After the microchip has been implanted, the chip needs to be registered with a government approved database:
- Animal Tracker
- MicroChip Central
- National Veterinary Database
- Protected Pet
- Pet Log
- Pet Identity UK
In most cases the microchip implanter will register the chip for you with your contact details, however you may have to register the chip yourself. To register the chip you need to contact one of the UK microchip databases and they will ask for:
- The breeder’s licence number and the name of the local authority by which they are licensed (if relevant)
- The original name given to the dog by the breeder
- The breed of the dog, or a description if it is a crossbreed
- The sex of the dog
- The colour(s) of the dog e.g. blue, brindle and white
- The most accurate estimate of the dog’s date of birth which the keeper can give. If the keeper is the breeder then the exact date of birth should be known
- The full name and address of the keeper (including the full postcode)

- [Work to do] Continue the dog microchip registration text above, starting after its final bullet point.

- [Records]

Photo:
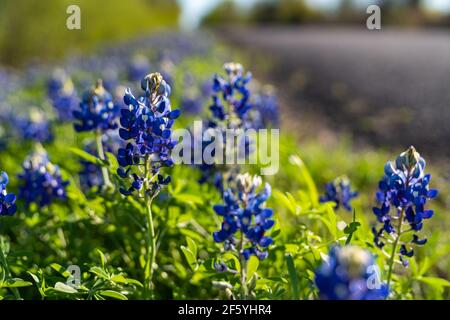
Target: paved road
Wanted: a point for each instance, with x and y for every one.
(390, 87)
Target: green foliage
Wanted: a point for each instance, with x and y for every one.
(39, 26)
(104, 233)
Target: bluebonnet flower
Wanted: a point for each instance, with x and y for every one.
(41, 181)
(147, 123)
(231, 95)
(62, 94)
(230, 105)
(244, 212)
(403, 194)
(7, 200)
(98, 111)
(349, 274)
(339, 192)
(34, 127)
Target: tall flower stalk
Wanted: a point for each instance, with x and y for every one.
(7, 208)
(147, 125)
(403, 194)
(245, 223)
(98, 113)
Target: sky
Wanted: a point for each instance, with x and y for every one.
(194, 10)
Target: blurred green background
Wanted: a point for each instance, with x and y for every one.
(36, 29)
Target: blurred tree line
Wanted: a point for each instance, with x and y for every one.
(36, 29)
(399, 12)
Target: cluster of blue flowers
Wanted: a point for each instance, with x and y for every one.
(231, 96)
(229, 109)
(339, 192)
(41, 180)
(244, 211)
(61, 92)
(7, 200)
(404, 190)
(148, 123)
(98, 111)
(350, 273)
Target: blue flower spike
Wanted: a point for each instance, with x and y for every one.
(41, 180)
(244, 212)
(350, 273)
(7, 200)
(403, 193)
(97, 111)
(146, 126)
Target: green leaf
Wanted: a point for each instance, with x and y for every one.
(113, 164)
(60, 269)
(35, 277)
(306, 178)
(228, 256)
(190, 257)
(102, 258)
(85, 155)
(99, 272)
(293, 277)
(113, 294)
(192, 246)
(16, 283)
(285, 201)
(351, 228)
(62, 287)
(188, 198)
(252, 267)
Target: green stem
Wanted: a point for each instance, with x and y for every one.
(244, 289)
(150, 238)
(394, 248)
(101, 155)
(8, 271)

---

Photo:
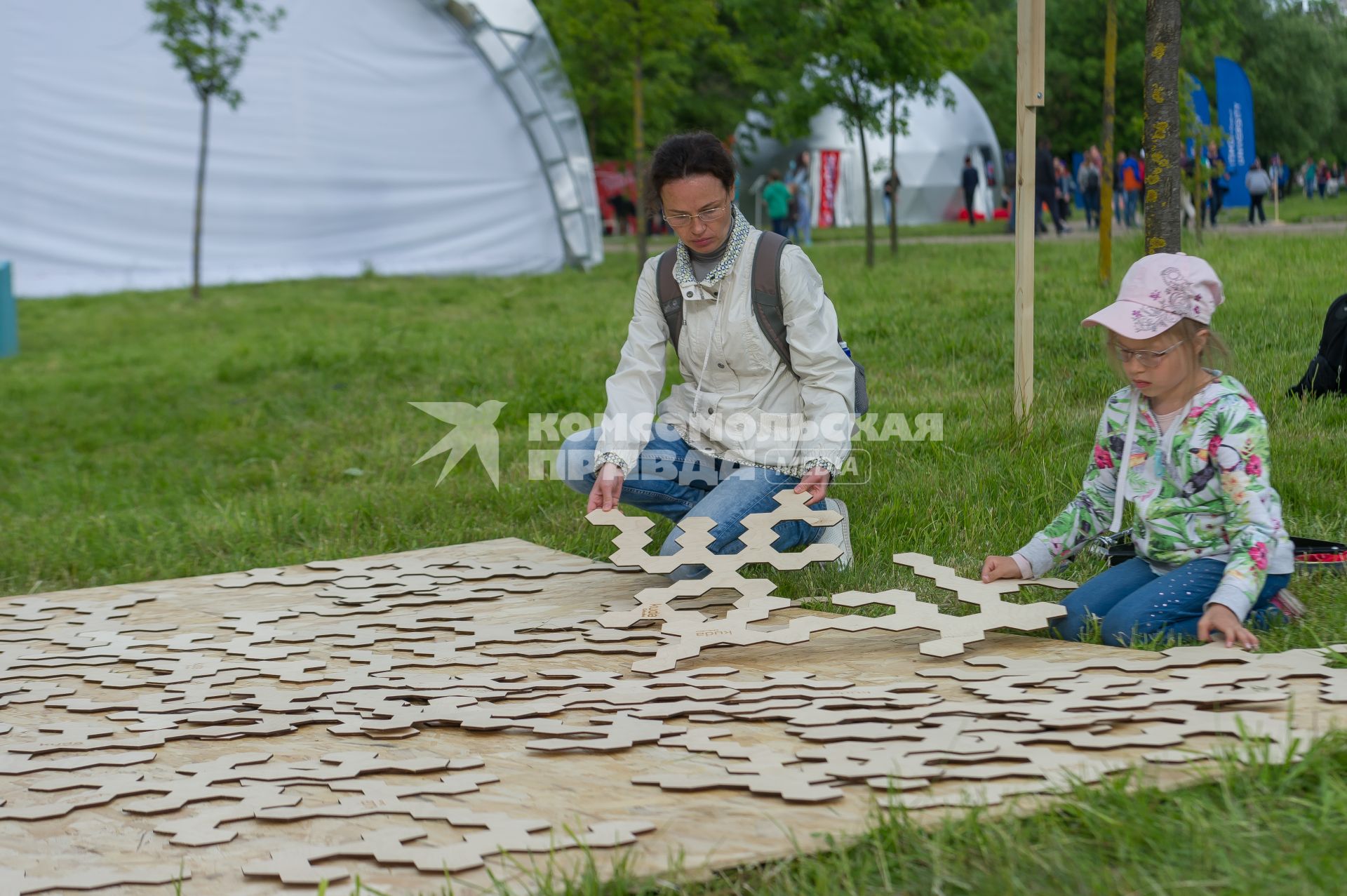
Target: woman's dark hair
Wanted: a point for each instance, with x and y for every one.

- [Reply]
- The contact telephone number(s) for the keeper
- The email address of the keeper
- The name given to the dog by the keeper if different to those already recorded
- The unique microchip number (NB: This may be found on the registration certificate issued by the database operator)
Most microchip databases give you the option of registering these details either by post, phone or online. Some databases may charge a fee for registration.
You must also tell the new owner/keeper the following information:
- Dog’s microchip number.
- Which database the microchip information is stored with.
- That they must update the contact details when they take the dog home and update their details every time they change.